Task requirements.
a. Answer these three questions about the excerpt, one answer per line, marked (i), (ii), (iii):
(i) What did the VDPS system indicate when the supervisor checked the debit card's status code?
(ii) Which case does the excerpt cite for comparison?
(iii) Who did Wolter speculate might have overheard the supervisor's remarks?
b. Render part of the records as a Markdown table with the columns Number and Record line, numbering each row and omitting blank lines. Start at the line of the records that contains "of the window." and go through the last line of the records.

Article.
+---+

As a result of First Union's error, when the supervisor at Wal-Mart attempted to verify the status code for the debit card, the VDPS system indicated “unauthorized usage” and “invalid card” which translated as “do not honor.”   And yet, the evidence is undisputed that Wolter made no attempt to explain to the supervisor what he suspected had occurred until after she had left to verify the status code.   The record, including Wolter's testimony, contains no evidence that the Wal-Mart supervisor acted out of a desire to harm him or that she was not motivated by a desire to protect the store's property.   Compare Revco Discount Drug Centers &c. v. Famble5 (store clerk made loud, angry, and false accusations of shoplifting against plaintiff in front of other customers).   In fact, Wolter conceded that he did not think that the supervisor was singling him out for mistreatment or acting maliciously.   At no point did she yell or shout.   When Wolter was asked, “now, when [the supervisor] made [the] statement to the cashier ․ was she actually addressing the cashier when making that statement, or was she sort of announcing it to the whole store?” he responded, “[i]t looked like she was announcing it to me that she had caught me and at the same time announcing it to the cashier to pick it up.”   Although Wolter speculated that the customer behind him at the checkout and her young son might have overheard the supervisor's remarks, he also testified that this same customer had likely heard his explanation to the cashier.   And, despite admitting that he had a pretty good idea as to why the problem arose, Wolter did nothing to alert the supervisor to the possibility of a mistake on the part of the bank.

+---+

Input data.
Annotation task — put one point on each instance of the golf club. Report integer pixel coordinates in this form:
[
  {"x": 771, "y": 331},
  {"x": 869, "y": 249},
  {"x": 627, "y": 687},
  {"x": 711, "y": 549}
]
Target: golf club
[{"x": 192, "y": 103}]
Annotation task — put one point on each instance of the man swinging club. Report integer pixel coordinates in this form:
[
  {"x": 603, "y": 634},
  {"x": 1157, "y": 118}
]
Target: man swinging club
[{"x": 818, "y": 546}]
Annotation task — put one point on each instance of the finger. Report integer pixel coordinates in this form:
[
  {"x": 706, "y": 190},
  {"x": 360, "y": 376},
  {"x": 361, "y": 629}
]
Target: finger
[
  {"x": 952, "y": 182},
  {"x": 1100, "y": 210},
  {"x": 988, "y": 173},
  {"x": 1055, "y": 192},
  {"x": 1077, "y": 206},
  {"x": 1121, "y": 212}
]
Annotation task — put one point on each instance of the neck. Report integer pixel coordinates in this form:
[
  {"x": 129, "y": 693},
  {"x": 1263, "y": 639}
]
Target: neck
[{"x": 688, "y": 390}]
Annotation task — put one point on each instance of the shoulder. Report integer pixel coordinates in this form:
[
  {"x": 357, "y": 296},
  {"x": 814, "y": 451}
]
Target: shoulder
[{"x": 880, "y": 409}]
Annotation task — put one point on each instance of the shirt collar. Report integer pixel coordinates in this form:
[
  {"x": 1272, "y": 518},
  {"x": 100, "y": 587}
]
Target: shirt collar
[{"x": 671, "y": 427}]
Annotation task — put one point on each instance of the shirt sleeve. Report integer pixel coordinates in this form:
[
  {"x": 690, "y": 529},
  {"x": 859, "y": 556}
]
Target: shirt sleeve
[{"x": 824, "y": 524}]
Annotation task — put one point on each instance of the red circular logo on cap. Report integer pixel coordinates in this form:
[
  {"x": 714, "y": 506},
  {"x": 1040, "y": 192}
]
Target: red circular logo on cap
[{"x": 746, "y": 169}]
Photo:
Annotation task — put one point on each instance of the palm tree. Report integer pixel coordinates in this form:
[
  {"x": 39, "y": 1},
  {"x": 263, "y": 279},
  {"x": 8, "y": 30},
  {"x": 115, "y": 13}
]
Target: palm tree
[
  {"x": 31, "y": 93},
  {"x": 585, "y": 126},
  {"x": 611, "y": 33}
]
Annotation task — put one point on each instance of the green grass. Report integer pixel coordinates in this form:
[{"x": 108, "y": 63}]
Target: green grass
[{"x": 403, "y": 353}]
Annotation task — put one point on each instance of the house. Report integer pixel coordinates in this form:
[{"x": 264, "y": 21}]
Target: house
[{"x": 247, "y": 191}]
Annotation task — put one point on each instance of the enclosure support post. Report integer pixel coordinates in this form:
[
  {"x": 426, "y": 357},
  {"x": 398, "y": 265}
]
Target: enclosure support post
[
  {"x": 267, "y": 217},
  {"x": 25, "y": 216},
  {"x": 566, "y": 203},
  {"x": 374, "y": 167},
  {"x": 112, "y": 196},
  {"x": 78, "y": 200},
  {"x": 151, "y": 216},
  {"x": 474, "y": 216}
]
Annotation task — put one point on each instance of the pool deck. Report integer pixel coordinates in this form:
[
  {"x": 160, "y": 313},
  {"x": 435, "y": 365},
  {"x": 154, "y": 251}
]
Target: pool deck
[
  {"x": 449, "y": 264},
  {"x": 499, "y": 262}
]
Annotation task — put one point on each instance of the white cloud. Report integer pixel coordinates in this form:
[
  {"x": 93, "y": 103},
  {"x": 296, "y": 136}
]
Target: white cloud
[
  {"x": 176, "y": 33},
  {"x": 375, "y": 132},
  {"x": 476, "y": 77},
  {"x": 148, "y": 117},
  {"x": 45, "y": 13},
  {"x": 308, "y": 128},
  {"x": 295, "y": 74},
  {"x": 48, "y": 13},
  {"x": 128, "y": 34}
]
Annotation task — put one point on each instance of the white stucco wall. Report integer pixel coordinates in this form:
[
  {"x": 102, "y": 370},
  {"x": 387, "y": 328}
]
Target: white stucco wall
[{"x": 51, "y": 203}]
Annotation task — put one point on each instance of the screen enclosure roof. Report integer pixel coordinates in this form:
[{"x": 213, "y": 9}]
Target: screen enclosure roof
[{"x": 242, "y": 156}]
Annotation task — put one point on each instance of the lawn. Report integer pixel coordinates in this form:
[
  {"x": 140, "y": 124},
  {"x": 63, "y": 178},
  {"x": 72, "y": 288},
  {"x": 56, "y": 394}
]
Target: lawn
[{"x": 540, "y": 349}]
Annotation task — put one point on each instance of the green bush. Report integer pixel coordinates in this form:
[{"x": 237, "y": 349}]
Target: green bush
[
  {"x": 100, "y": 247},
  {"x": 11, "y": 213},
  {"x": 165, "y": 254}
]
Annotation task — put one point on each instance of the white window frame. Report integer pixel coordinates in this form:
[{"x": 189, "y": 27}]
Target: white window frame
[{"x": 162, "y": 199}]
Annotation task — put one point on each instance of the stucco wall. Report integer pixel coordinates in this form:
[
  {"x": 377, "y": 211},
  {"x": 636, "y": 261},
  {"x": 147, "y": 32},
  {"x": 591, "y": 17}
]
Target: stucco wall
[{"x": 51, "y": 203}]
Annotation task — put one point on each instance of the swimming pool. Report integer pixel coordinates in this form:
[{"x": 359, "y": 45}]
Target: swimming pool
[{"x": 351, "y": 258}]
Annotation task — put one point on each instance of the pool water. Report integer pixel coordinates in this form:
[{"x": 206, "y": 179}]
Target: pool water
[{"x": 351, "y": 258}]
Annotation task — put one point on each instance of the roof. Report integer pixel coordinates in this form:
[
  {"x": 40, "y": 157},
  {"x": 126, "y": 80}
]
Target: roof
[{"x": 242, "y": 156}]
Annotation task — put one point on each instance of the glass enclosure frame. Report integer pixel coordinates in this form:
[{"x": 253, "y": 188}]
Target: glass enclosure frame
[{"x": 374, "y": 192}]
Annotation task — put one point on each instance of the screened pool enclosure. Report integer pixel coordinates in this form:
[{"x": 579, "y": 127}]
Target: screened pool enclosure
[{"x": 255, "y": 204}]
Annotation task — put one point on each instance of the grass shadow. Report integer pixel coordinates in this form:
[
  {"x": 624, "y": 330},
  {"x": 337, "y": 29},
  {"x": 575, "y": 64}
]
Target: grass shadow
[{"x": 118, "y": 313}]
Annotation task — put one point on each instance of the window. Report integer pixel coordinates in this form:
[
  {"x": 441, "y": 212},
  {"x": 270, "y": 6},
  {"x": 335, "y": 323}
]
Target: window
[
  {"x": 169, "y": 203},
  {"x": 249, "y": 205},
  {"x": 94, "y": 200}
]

+---+

Task responses.
a.
(i) It indicated "unauthorized usage" and "invalid card," which translated as "do not honor."
(ii) Revco Discount Drug Centers &c. v. Famble
(iii) The customer behind him at the checkout and her young son

b.
| Number | Record line |
|---|---|
| 1 | Annotation task — put one point on each instance of the window. Report integer pixel coordinates in this form: |
| 2 | [ |
| 3 |   {"x": 441, "y": 212}, |
| 4 |   {"x": 270, "y": 6}, |
| 5 |   {"x": 335, "y": 323} |
| 6 | ] |
| 7 | Target: window |
| 8 | [ |
| 9 |   {"x": 169, "y": 203}, |
| 10 |   {"x": 249, "y": 205}, |
| 11 |   {"x": 94, "y": 200} |
| 12 | ] |